▶ Task brief
All of the data that follows should be given again exactly, without its images.
+++++
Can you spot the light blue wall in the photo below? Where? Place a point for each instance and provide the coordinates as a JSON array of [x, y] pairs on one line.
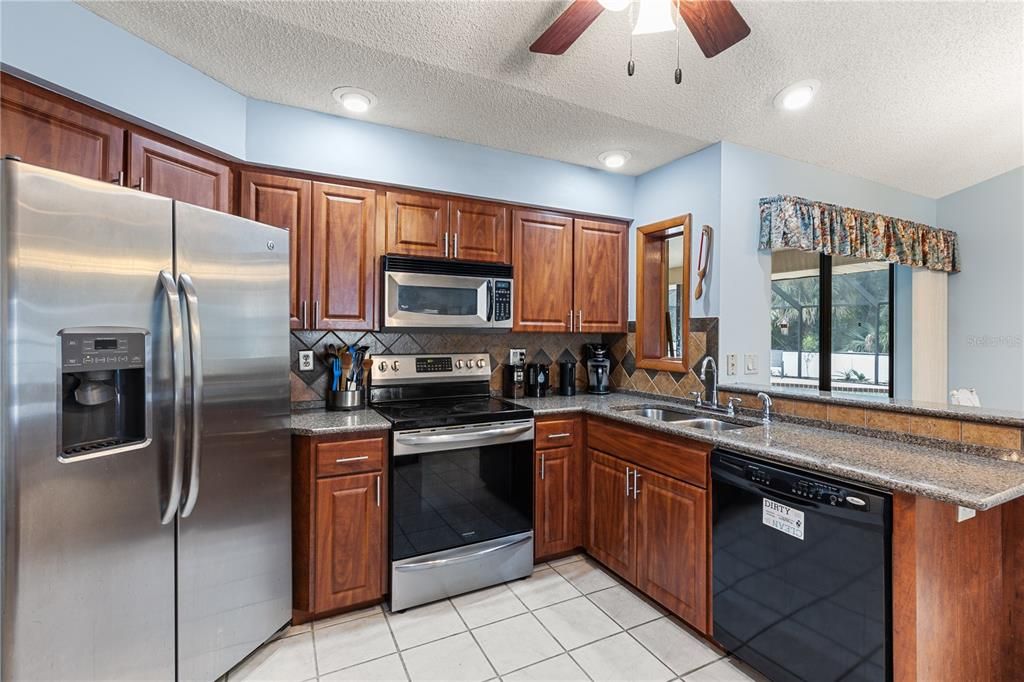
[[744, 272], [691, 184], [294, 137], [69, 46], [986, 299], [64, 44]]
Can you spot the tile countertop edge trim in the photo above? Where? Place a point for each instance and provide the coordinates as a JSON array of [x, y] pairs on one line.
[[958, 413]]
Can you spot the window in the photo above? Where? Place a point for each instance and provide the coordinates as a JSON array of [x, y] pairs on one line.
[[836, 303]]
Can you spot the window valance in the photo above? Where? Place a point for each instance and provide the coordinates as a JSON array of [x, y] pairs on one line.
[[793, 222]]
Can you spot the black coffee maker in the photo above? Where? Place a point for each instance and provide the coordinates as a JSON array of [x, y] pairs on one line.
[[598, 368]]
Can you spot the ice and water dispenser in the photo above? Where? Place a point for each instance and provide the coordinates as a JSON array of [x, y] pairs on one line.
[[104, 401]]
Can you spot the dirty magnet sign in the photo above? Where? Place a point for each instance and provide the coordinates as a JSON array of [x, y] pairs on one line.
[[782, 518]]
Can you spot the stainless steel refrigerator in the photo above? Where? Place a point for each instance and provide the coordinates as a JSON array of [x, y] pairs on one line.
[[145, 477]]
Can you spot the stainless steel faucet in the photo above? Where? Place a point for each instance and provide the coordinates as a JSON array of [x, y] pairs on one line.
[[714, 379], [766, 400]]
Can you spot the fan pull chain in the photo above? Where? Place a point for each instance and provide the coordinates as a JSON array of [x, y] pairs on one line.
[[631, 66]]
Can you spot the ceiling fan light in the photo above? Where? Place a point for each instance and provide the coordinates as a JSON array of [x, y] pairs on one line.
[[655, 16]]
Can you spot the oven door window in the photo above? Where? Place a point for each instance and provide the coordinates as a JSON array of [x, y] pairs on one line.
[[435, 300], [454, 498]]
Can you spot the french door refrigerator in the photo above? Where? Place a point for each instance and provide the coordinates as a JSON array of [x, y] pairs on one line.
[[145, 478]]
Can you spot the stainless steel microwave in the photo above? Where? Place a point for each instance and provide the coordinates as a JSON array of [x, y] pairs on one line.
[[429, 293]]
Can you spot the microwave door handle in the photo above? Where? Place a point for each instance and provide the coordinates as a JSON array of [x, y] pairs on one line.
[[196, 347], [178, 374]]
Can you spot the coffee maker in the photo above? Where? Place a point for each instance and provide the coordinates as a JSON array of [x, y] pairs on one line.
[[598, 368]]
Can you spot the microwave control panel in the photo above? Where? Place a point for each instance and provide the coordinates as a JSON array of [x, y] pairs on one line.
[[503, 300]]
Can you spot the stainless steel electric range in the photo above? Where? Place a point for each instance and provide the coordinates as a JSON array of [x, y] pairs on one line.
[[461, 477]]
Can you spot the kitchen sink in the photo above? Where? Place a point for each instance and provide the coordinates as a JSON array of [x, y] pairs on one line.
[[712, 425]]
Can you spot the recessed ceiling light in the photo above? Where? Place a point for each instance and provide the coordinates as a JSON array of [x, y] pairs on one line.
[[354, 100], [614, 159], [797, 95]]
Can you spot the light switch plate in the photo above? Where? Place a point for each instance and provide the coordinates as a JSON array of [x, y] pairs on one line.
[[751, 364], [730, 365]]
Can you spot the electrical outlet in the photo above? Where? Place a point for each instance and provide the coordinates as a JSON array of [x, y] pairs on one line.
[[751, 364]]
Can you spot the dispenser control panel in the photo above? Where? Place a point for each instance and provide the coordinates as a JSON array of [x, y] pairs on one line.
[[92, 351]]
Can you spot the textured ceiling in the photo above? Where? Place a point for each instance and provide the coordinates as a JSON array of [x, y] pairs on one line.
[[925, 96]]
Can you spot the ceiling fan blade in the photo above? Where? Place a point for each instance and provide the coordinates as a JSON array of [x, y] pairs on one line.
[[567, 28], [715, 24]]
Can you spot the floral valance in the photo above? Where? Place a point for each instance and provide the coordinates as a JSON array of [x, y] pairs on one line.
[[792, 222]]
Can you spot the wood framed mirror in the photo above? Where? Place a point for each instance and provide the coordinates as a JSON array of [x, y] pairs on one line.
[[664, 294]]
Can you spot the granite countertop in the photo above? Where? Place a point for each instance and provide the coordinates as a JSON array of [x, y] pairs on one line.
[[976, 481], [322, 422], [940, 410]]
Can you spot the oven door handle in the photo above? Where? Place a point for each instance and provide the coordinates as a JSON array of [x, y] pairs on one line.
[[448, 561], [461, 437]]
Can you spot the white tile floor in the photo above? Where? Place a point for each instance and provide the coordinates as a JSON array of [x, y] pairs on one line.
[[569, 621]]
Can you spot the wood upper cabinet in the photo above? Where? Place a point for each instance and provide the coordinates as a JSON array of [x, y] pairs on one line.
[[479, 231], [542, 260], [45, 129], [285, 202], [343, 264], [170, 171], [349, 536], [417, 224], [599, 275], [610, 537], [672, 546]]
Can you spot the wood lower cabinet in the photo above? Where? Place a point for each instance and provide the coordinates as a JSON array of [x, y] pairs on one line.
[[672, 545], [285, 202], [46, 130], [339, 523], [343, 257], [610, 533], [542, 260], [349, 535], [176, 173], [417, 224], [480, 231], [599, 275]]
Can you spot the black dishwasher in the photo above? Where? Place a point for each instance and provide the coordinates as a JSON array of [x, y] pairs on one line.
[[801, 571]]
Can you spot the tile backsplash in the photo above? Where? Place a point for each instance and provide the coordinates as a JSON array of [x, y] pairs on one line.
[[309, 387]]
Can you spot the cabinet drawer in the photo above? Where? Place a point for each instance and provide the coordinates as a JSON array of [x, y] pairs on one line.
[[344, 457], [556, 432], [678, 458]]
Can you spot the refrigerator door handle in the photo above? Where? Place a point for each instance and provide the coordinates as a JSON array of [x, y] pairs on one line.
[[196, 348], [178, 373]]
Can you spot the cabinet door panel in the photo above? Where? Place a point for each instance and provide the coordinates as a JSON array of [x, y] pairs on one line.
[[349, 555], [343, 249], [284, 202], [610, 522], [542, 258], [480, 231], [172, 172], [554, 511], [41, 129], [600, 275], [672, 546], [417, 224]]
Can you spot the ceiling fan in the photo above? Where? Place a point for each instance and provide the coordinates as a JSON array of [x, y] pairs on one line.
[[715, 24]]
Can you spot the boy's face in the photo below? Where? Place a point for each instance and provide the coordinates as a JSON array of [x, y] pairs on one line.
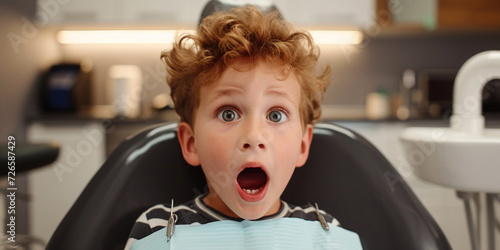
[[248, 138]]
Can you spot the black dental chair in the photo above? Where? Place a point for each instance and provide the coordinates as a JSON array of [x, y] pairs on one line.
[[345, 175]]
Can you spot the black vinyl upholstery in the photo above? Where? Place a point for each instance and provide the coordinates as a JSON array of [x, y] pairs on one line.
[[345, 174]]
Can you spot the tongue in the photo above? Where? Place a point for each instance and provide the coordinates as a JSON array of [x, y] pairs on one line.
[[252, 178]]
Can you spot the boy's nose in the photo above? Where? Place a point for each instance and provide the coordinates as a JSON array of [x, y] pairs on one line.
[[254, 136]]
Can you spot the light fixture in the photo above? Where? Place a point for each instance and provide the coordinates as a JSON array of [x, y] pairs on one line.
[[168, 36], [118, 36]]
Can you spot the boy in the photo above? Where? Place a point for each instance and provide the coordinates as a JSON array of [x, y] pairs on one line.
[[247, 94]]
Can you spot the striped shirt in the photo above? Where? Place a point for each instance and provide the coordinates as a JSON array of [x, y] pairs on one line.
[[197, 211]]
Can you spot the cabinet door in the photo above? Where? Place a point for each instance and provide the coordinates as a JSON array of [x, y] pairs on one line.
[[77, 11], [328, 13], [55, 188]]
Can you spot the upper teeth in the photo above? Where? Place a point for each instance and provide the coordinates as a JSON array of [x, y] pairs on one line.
+++++
▶ Answer to the exercise
Can you spot the light blue wall in the photo below? Where? Place a point for each instance and provide the coordinates as a JSON array of [x, y] pairs on one line.
[[744, 272], [691, 184], [294, 137], [69, 46], [986, 299], [64, 44]]
Can you spot the tile countertop edge trim in the photo above? Where? Place a point for each instance and provide the coordinates as a JSON array of [x, y] pairs on one line.
[[958, 413]]
Can you spot the window in the photo above? Where? Place a point for each instance and provide the coordinates as a JSON array of [x, y] pairs on one line.
[[836, 303]]
Can you spot the window valance in the photo above? Where? Place a point for each instance and provide the coordinates as a JSON array of [x, y] pairs on one line.
[[793, 222]]
Can you spot the black coffee maker in the photo above? Where? Place a point for each instance and provide the coordinates as a JSON array of [x, y] pairs on one line.
[[598, 368]]
Can you spot the ice and water dispenser in the photo above? Where? Place a point for each instance and provide the coordinates as a JSON array of [x, y] pairs on one line.
[[104, 401]]
Can you spot the dirty magnet sign in the photo above? Where? Place a point for each instance and provide the coordinates as a JSON array of [x, y] pairs on one line.
[[782, 518]]
Can you spot the stainless steel refrigerator in the photo above? Where? Place a point for each instance and provide the coordinates as a JSON array of [x, y] pairs on one line.
[[145, 477]]
Can you spot the stainless steel faucet in the photo above? Where? Place a point for each instance and provide the coordinates as a JSON array of [x, y] pairs on one line.
[[714, 379], [766, 400]]
Can you spot the fan pull chain in the photo above? Where? Place a point for each instance and provide the coordinates as a JSON array of [x, y] pairs on one line.
[[631, 66]]
Can you spot the ceiling fan light in the photo above? Where? Place a point for each instance and provide the coordinates as a JSON array of [x, y] pairs on one line.
[[655, 16]]
Can you spot the oven door window in the photo above? Where? Place a point for each instance and provide the coordinates as a JSON array of [x, y] pairs on one line.
[[435, 300], [454, 498]]
Can you spot the french door refrigerator in the photo above? Where? Place a point for each instance and provide the coordinates as a JSON array of [x, y] pairs on one line.
[[145, 478]]
Can you spot the stainless steel microwave in the photo above? Where? Place a point for each instance and provide the coordinates as a JSON array of [x, y] pairs on one line.
[[429, 293]]
Can you spot the microwave door handle in the photo above? Where? Place a point for each instance and provide the coordinates as a JSON array of [x, y] pairs on one line.
[[196, 347], [178, 374]]
Can you spot the coffee maker in the photo above? Where? Place a point for each instance and provide the coordinates as a JSON array of [x, y] pairs on one line.
[[598, 368]]
Can you spot the microwave control panel in the photo above? Where? Place a point for each instance and provide the coordinates as a JSON array of [x, y] pairs on one line.
[[503, 300]]
Can you spot the stainless steel electric range in the photo above? Where? Place a point for each instance and provide the coordinates as a JSON array of [x, y] pairs on one line.
[[461, 477]]
Can you spot the kitchen sink in the photo above? Where? Place a point for each instance and provide the coordinates as a JSON array of [x, y] pairs on one line.
[[712, 425]]
Can you spot the recessed ceiling light in the photo above? Where? Place a point for each instance and provide the coordinates as a JSON array of [x, y] pairs on one line.
[[354, 100], [614, 159], [797, 95]]
Can you spot the light switch plate in the photo above? Where? Place a point for each instance and provide the coordinates as a JSON array of [x, y] pairs on one line.
[[751, 364], [730, 365]]
Can you spot the electrical outlet in the photo above? Where? Place a point for each instance and provide the coordinates as a JSON array of [x, y] pairs on one line.
[[751, 364]]
Can you spot the dispenser control panel in the photo above? Where? Place a point for each instance and provide the coordinates as a JSON array of [x, y] pairs on one line.
[[92, 351]]
Can you spot the textured ceiling in the photo above? Where? Place a point for each instance and provide the coordinates as a JSON array of [x, y] pairs on one line.
[[925, 96]]
Can you spot the ceiling fan blade in the photo above? Where? Place a point for each instance and provide the coordinates as a JSON array of [x, y] pairs on one line.
[[567, 28], [715, 24]]
Can you spot the floral valance in the photo above? Where? Place a point for each instance and provide the coordinates as a JSON array of [x, y] pairs on one line.
[[792, 222]]
Can you spot the wood framed mirror in the photo above? Where? Place a point for each instance and provide the coordinates as a JSON array of [x, y] pairs on one line.
[[664, 294]]
Can you spot the granite countertop in the photo above? Where? Place a point for each instance and provide the coordinates as a JSON array of [x, y] pairs on one line.
[[976, 481], [322, 422], [940, 410]]
Can you spot the oven door handle in the photo above? Where? Place a point for each instance and provide the coordinates as a JSON array of [x, y] pairs on one line.
[[448, 561], [461, 437]]
Can you spot the white tile floor in the photo above? Where? Place a point for each instance and provide the coordinates as a JSON array of [x, y] pairs on one line.
[[569, 621]]
Can you spot the wood upper cabinet in the photo above? Where? Place a point for each instance and provide the coordinates as a JSON array of [x, y] pairs on one line.
[[479, 231], [542, 260], [45, 129], [285, 202], [343, 264], [170, 171], [349, 536], [417, 224], [599, 275], [610, 537], [672, 546]]
Can you spot the wood lower cabinet in the photo above? Where? Place a point for each instance and provide the coordinates as a JSON array of [x, y] pairs on one line.
[[672, 545], [285, 202], [46, 130], [339, 523], [343, 257], [610, 533], [542, 260], [349, 535], [176, 173], [417, 224], [480, 231], [599, 275]]
Can you spot the black dishwasher in the photo above? Where? Place a point for each instance and provide the coordinates as a JSON array of [x, y] pairs on one line.
[[801, 571]]
Can you spot the tile backsplash in the photo above? Where? Place a point for each instance and provide the coordinates as a JSON array of [x, y] pairs on one line.
[[309, 387]]
Can you spot the cabinet drawer in the photo above? Where? Place a point for each instance and provide the coordinates as a JSON array of [x, y] pairs on one line.
[[344, 457], [556, 432], [678, 458]]
Can you spot the refrigerator door handle in the photo above? Where? Place a point for each instance and provide the coordinates as a JSON array of [x, y] pairs on one line.
[[196, 348], [178, 373]]
Can you spot the cabinet door panel in the photo above? Where? Place a point for each instance and provide the coordinates as a JSON array of [x, y] pairs on one line.
[[349, 555], [343, 249], [284, 202], [610, 522], [542, 258], [480, 231], [172, 172], [554, 511], [41, 129], [600, 275], [672, 546], [417, 224]]
Can you spot the ceiling fan in the photo above? Where? Place a point for each instance and provide the coordinates as a JSON array of [x, y] pairs on one line.
[[715, 24]]
Can you spot the boy's face in the photo below? Where? Place a point for each instance and provide the coordinates as a JSON array of [x, y] pairs on one line.
[[248, 138]]
Can you spot the black dental chair in the photo above? Where? Place a point for each instance and provide the coordinates as a JSON array of [x, y] pairs on one line.
[[345, 175]]
Can you spot the black vinyl upholstery in the photo above? Where? Place a point for each instance and provide the coordinates as a JSON array of [x, y] pairs on one line.
[[345, 174]]
Can you spot the tongue in the photo above? Where? Place a point for each instance and provide the coordinates as a JSON array of [x, y] pairs on one line.
[[252, 178]]
Can you spot the boy's nose in the photo above? Where? Place a point for each instance and provide the coordinates as a JSON array of [x, y] pairs on one line.
[[254, 136]]
Can you spot the light fixture in the photo above? Where? Place a point for each instance and provide the coordinates as a JSON array of [x, y] pairs on one line.
[[168, 36], [118, 36]]
Can you spot the boy in the photo above? Where? Place a point for each instance and provide the coordinates as a JSON array of [x, y] pairs on one line.
[[247, 94]]
Can you spot the striped shirt in the photo above? Where? Place a point for each instance and provide the coordinates as a JSON array of [x, y] pairs on one line.
[[197, 211]]
Can you spot the cabinet door in the photo above? Where? Place a point for each instance and provide the coordinates as a JSON array of [x, y] pairs on one line.
[[77, 11], [328, 13], [55, 188]]
Can you spot the upper teeth in the photo above? Where? Place a point for each instance and provide the coordinates as a JSON array of [x, y] pairs on one line.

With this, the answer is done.